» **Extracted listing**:

---

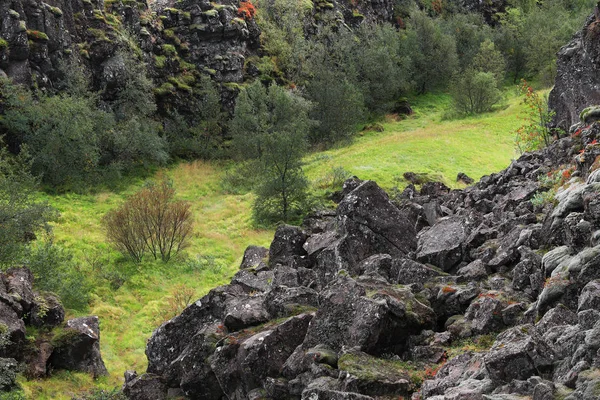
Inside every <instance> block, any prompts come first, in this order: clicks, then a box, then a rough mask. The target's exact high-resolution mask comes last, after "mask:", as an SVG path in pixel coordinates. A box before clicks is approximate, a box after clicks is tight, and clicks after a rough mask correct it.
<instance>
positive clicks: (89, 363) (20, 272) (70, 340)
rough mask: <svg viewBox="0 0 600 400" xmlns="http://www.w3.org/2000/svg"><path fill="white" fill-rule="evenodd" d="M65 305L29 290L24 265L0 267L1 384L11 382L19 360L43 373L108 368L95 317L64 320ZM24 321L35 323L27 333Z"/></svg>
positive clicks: (1, 387)
mask: <svg viewBox="0 0 600 400" xmlns="http://www.w3.org/2000/svg"><path fill="white" fill-rule="evenodd" d="M64 318H65V310H64V308H63V307H62V305H61V303H60V301H59V299H58V298H57V297H56V296H55V295H53V294H52V293H46V292H36V291H34V290H33V276H32V274H31V272H30V271H29V270H28V269H26V268H12V269H9V270H8V271H6V272H4V273H0V389H2V390H5V389H10V388H11V387H12V386H13V385H14V380H15V378H16V373H17V371H21V369H20V366H19V364H23V365H25V367H26V369H25V373H26V375H27V376H29V377H32V378H41V377H45V376H47V375H48V374H49V371H51V370H53V369H67V370H71V371H82V372H88V373H91V374H92V375H94V376H95V377H97V376H100V375H105V374H107V371H106V367H105V366H104V362H103V361H102V357H101V355H100V330H99V327H98V317H81V318H75V319H71V320H69V321H67V322H66V323H64V324H63V321H64ZM26 326H32V327H35V328H37V330H38V332H39V335H38V337H35V338H32V337H28V335H27V334H26Z"/></svg>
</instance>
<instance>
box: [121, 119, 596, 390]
mask: <svg viewBox="0 0 600 400" xmlns="http://www.w3.org/2000/svg"><path fill="white" fill-rule="evenodd" d="M597 140H600V123H598V122H593V121H592V122H591V123H590V121H587V123H586V124H580V125H579V127H578V129H577V130H576V132H575V133H574V135H573V136H569V137H566V138H562V139H561V140H559V141H557V142H555V143H553V144H552V145H551V146H550V147H549V148H547V149H546V150H544V151H541V152H537V153H531V154H525V155H523V156H522V157H520V158H519V159H518V160H516V161H514V162H513V163H512V164H511V165H510V166H509V167H508V168H507V169H506V170H504V171H502V172H500V173H498V174H493V175H491V176H486V177H484V178H482V179H481V181H480V182H479V183H477V184H476V185H474V186H472V187H469V188H467V189H465V190H449V189H448V188H446V187H445V186H444V185H442V184H440V183H426V184H424V185H423V186H422V187H421V188H420V190H416V189H415V188H414V187H408V188H407V189H406V190H405V191H404V192H403V193H402V194H401V195H398V196H397V197H396V198H395V199H392V200H391V199H390V198H389V197H388V195H387V194H386V193H384V192H383V191H382V190H381V189H380V188H379V187H378V186H377V184H376V183H375V182H371V181H360V180H358V179H353V180H349V181H347V182H346V183H345V185H344V189H343V192H342V193H340V199H341V200H340V202H339V204H338V206H337V209H336V210H332V211H324V212H321V213H318V214H317V215H313V216H311V217H309V218H307V219H306V221H305V223H304V225H303V226H302V227H293V226H281V227H279V228H278V229H277V232H276V234H275V237H274V240H273V242H272V244H271V246H270V248H269V249H264V248H258V247H249V248H248V249H247V251H246V253H245V256H244V260H243V262H242V265H241V266H240V270H239V272H238V273H237V274H236V275H235V276H234V278H233V279H232V281H231V283H230V284H229V285H226V286H222V287H219V288H216V289H214V290H212V291H211V292H210V293H209V294H208V295H207V296H205V297H204V298H202V299H199V300H198V301H196V302H195V303H194V304H192V305H191V306H189V307H188V308H187V309H186V310H185V311H184V312H183V313H182V314H181V315H179V316H177V317H175V318H174V319H172V320H170V321H168V322H166V323H165V324H163V325H162V326H161V327H160V328H158V329H157V330H156V331H155V332H154V334H153V335H152V337H151V339H150V340H149V342H148V346H147V349H146V354H147V356H148V370H147V373H146V374H143V375H140V376H138V375H137V374H135V373H134V372H128V373H127V374H126V384H125V387H124V392H125V394H126V395H127V396H128V397H129V398H130V399H136V400H140V399H164V398H166V396H167V395H169V396H176V395H180V396H184V398H190V399H222V398H228V399H259V398H270V399H287V398H290V399H300V398H301V399H317V398H318V399H369V398H379V399H387V398H395V399H397V398H399V397H401V398H410V397H411V396H412V398H413V399H436V400H442V399H483V398H485V399H494V400H500V399H521V398H531V399H535V400H541V399H552V398H554V396H562V397H561V398H568V399H570V400H573V399H597V398H598V396H599V395H600V394H599V393H598V388H599V387H600V369H599V368H600V357H599V354H600V342H598V337H599V332H600V311H598V309H599V307H600V242H599V238H600V231H598V223H599V222H600V186H599V185H600V183H599V182H600V170H599V169H598V168H599V167H600V158H598V157H599V156H600V145H598V144H597ZM557 188H558V189H557ZM549 190H557V192H556V201H554V200H553V197H552V196H548V195H547V191H549ZM544 199H545V201H544Z"/></svg>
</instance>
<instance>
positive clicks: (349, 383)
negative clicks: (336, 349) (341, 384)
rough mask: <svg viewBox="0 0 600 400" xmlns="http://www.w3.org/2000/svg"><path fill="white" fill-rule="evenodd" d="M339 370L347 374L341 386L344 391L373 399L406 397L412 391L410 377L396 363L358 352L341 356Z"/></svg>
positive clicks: (407, 396)
mask: <svg viewBox="0 0 600 400" xmlns="http://www.w3.org/2000/svg"><path fill="white" fill-rule="evenodd" d="M339 368H340V370H342V371H345V372H346V373H347V374H348V375H347V376H346V379H344V382H343V385H342V388H343V390H344V391H348V392H356V393H360V394H363V395H368V396H373V397H378V396H390V395H393V396H406V397H408V396H409V395H410V393H411V392H412V389H413V387H412V382H411V381H410V376H409V375H408V373H407V372H406V371H405V370H403V369H402V368H401V367H400V365H399V364H398V363H394V362H393V361H386V360H381V359H376V358H374V357H373V356H369V355H368V354H366V353H362V352H360V351H355V350H350V351H347V352H345V353H344V354H342V355H341V357H340V360H339Z"/></svg>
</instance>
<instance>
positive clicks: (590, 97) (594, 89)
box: [548, 15, 600, 132]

---

» **INSTRUCTION**: Copy every line of the listing above word for word, leaving out the pictures.

» **RESULT OF THE EXERCISE**:
Inside every <instance> block, any prompts come first, in this order: clicks, then a box, then a rough mask. The target's exact high-resolution mask comes last, after "mask:", as an SVG path in pixel coordinates. A box before clicks is approximate, a box after clicks is tight, and clicks after a rough mask correct it.
<instance>
positive clicks: (89, 363) (20, 272) (70, 340)
rough mask: <svg viewBox="0 0 600 400" xmlns="http://www.w3.org/2000/svg"><path fill="white" fill-rule="evenodd" d="M65 305L29 290L24 265L0 267L1 384L11 382L19 360L43 373L108 368L95 317L64 320ZM24 321L35 323L27 333Z"/></svg>
positive clicks: (1, 387)
mask: <svg viewBox="0 0 600 400" xmlns="http://www.w3.org/2000/svg"><path fill="white" fill-rule="evenodd" d="M64 318H65V310H64V308H63V307H62V305H61V303H60V301H59V299H58V298H57V297H56V296H55V295H53V294H52V293H46V292H36V291H34V290H33V276H32V274H31V272H30V271H29V270H28V269H26V268H12V269H9V270H8V271H6V272H4V273H0V389H2V390H5V389H10V388H11V387H12V386H13V385H14V380H15V378H16V373H17V371H21V369H20V366H19V364H23V365H25V367H26V369H25V373H26V375H27V376H29V377H32V378H41V377H45V376H47V375H48V374H49V371H51V370H53V369H67V370H71V371H82V372H88V373H91V374H92V375H94V376H95V377H97V376H100V375H105V374H107V371H106V367H105V366H104V362H103V361H102V357H101V355H100V330H99V327H98V317H81V318H75V319H71V320H69V321H67V322H66V323H64V324H63V321H64ZM26 326H32V327H35V328H37V330H38V332H39V335H38V337H35V338H32V337H28V335H27V334H26Z"/></svg>
</instance>
<instance>
box: [121, 119, 596, 390]
mask: <svg viewBox="0 0 600 400" xmlns="http://www.w3.org/2000/svg"><path fill="white" fill-rule="evenodd" d="M597 140H600V123H598V122H593V121H592V122H591V123H590V121H587V123H586V124H580V125H579V127H578V129H577V130H576V132H575V133H574V135H573V136H569V137H566V138H562V139H561V140H559V141H557V142H555V143H553V144H552V145H551V146H550V147H549V148H547V149H546V150H544V151H541V152H537V153H531V154H525V155H523V156H522V157H520V158H519V159H518V160H516V161H514V162H513V163H512V164H511V165H510V166H509V167H508V168H507V169H506V170H504V171H502V172H500V173H498V174H493V175H491V176H486V177H484V178H482V179H481V181H480V182H479V183H477V184H476V185H474V186H472V187H469V188H467V189H465V190H449V189H448V188H446V187H445V186H444V185H442V184H440V183H426V184H424V185H423V186H422V187H421V188H420V190H416V189H415V188H414V187H408V188H407V189H406V190H405V191H404V192H403V193H402V194H401V195H398V196H397V197H396V198H395V199H392V200H391V199H390V198H389V197H388V195H387V194H386V193H384V192H383V191H382V190H381V189H380V188H379V187H378V186H377V184H376V183H375V182H371V181H360V180H358V179H353V180H349V181H347V182H346V183H345V185H344V189H343V192H342V193H340V199H341V200H340V202H339V204H338V206H337V209H336V210H332V211H324V212H321V213H318V214H317V215H313V216H311V217H309V218H307V219H306V221H305V223H304V225H303V226H302V227H293V226H281V227H279V228H278V229H277V232H276V234H275V237H274V240H273V242H272V244H271V246H270V248H269V249H264V248H258V247H249V248H248V249H247V251H246V253H245V256H244V260H243V262H242V265H241V266H240V270H239V272H238V273H237V274H236V275H235V276H234V278H233V279H232V281H231V283H230V284H229V285H226V286H222V287H219V288H216V289H214V290H212V291H211V292H210V293H209V294H208V295H207V296H205V297H204V298H202V299H199V300H198V301H196V302H195V303H194V304H192V305H191V306H189V307H188V308H187V309H186V310H185V311H184V312H183V313H182V314H181V315H179V316H177V317H175V318H174V319H172V320H170V321H168V322H166V323H165V324H163V325H162V326H161V327H160V328H158V329H157V330H156V331H155V332H154V334H153V335H152V337H151V339H150V340H149V342H148V346H147V349H146V354H147V356H148V370H147V373H146V374H143V375H140V376H138V375H137V374H135V373H134V372H128V373H127V374H126V384H125V387H124V392H125V394H126V395H127V396H128V397H129V398H130V399H136V400H140V399H164V398H166V396H167V395H169V396H176V395H180V396H184V398H190V399H222V398H228V399H259V398H270V399H287V398H290V399H300V398H301V399H317V398H318V399H369V398H379V399H387V398H395V399H397V398H399V397H401V398H410V397H411V396H412V398H413V399H436V400H442V399H483V398H485V399H494V400H500V399H521V398H531V399H535V400H541V399H552V398H554V396H562V397H561V398H568V399H570V400H573V399H597V398H598V396H599V395H600V394H599V393H598V388H599V387H600V369H599V368H600V357H599V354H600V342H598V337H599V332H600V311H598V309H599V307H600V242H599V238H600V231H598V223H599V222H600V186H599V185H600V183H599V182H600V170H599V169H598V168H599V167H600V158H598V157H599V156H600V145H598V144H597ZM557 188H558V189H557ZM549 190H557V192H556V201H554V200H553V197H552V196H548V195H547V191H549ZM544 199H545V201H544Z"/></svg>
</instance>
<instance>
positive clicks: (349, 383)
negative clicks: (336, 349) (341, 384)
rough mask: <svg viewBox="0 0 600 400" xmlns="http://www.w3.org/2000/svg"><path fill="white" fill-rule="evenodd" d="M339 370L347 374L341 386L344 391L373 399L406 397L412 391L410 377L396 363L358 352L341 356Z"/></svg>
positive clicks: (407, 396)
mask: <svg viewBox="0 0 600 400" xmlns="http://www.w3.org/2000/svg"><path fill="white" fill-rule="evenodd" d="M339 368H340V370H342V371H345V372H346V373H347V374H348V375H347V376H346V379H344V382H343V385H342V388H343V390H344V391H348V392H356V393H360V394H363V395H368V396H373V397H378V396H390V395H393V396H406V397H408V396H409V395H410V393H411V392H412V389H413V387H412V382H411V381H410V376H409V375H408V373H407V372H406V371H405V370H403V369H402V368H401V367H400V365H399V364H398V363H394V362H393V361H386V360H381V359H376V358H374V357H373V356H369V355H368V354H366V353H362V352H360V351H355V350H350V351H347V352H345V353H344V354H342V355H341V357H340V360H339Z"/></svg>
</instance>
<instance>
positive clicks: (590, 97) (594, 89)
box: [548, 15, 600, 132]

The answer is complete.